But patients who are severe anemia, depending on whether they've got beta plus or beta naught thalassemia, and left to its own devices, it's usually fatal in infancy or in childhood without intervention, because they just can't make beta chains.

And what we find is that you get skeletal abnormalities in these patients, because the degree of hypoxia is so great that erythropoiesis sets up in all other sites in the body, apart from just the long bones and sternum, etc.

And it sets up in the skull, for instance. So, if you x-ray the skull of these patients, they exhibit an abnormality called hair on end, which is that their skull is very thick with vertical striations, and it's an abnormality caused by erythropoiesis starting up in the skull.

And these patients, generally speaking, are transfusion dependent, because they can't make hemoglobin A.

Information
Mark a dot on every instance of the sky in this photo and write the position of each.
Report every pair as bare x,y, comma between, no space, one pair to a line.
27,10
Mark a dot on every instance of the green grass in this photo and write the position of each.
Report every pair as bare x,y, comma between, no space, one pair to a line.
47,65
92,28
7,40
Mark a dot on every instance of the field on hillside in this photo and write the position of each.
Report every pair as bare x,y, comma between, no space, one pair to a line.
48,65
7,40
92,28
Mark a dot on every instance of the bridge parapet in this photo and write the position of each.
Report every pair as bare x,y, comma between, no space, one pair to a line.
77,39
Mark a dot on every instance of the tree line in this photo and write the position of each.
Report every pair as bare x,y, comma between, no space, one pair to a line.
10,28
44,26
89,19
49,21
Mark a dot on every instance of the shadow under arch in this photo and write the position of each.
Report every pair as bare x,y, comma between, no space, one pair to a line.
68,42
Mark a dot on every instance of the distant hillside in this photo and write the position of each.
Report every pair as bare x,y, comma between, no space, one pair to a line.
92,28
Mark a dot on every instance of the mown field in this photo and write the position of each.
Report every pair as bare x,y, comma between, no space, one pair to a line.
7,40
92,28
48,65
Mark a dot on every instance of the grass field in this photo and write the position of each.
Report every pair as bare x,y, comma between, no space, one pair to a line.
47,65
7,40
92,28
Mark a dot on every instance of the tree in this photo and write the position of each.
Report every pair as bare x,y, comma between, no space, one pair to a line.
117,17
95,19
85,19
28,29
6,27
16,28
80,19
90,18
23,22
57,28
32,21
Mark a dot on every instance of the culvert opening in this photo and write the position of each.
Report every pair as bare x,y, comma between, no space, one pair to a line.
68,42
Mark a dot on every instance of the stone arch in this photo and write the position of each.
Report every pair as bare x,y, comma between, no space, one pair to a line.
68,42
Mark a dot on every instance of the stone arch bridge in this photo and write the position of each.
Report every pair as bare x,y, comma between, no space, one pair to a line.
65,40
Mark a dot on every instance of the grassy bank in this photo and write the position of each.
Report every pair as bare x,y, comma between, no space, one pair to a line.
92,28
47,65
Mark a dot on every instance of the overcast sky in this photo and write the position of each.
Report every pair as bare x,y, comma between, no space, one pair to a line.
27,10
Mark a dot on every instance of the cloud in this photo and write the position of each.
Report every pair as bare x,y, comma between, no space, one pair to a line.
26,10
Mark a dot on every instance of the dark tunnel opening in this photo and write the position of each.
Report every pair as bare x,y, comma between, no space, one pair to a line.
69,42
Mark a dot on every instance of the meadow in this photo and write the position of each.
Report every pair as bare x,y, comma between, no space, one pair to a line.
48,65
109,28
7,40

To do
Extract the full passage on beta thalassemia word for word. The lines above are not needed.

Output for this task
But patients who are severe anemia, depending on whether they've got beta plus or beta naught thalassemia, and left to its own devices, it's usually fatal in infancy or in childhood without intervention, because they just can't make beta chains.

And what we find is that you get skeletal abnormalities in these patients, because the degree of hypoxia is so great that erythropoiesis sets up in all other sites in the body, apart from just the long bones and sternum, etc.

And it sets up in the skull, for instance. So, if you x-ray the skull of these patients, they exhibit an abnormality called hair on end, which is that their skull is very thick with vertical striations, and it's an abnormality caused by erythropoiesis starting up in the skull.

And these patients, generally speaking, are transfusion dependent, because they can't make hemoglobin A.